Task | Find the line that contains "M513 545L710 439L530". Copy it and every line after it to the end of the material below, exactly, with no pictures.

(Exercise input)

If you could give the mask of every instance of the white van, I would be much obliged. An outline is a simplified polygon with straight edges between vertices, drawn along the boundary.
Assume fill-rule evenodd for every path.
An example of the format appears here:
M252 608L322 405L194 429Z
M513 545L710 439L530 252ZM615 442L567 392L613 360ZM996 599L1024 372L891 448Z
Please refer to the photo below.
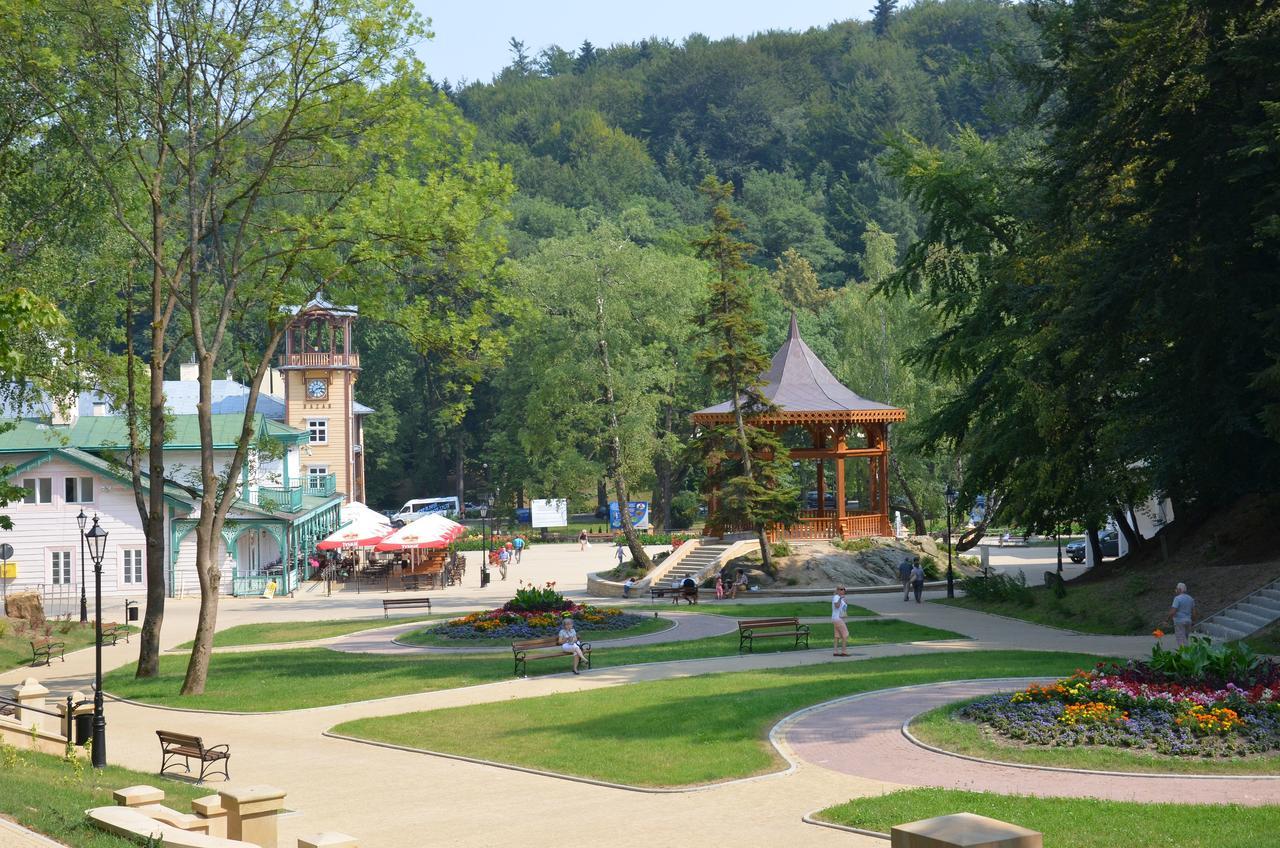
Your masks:
M457 498L415 498L411 501L405 501L404 506L400 507L399 511L391 516L391 520L408 524L414 519L432 513L453 517L458 515L459 512Z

(End Exercise input)

Solution to this problem |
M513 545L710 439L530 252ZM615 442L567 392L613 360ZM996 599L1024 372L891 448Z
Please refer to the photo below.
Your masks:
M457 498L415 498L411 501L405 501L404 506L400 507L399 511L391 516L391 520L408 524L414 519L432 513L453 517L458 515L459 512Z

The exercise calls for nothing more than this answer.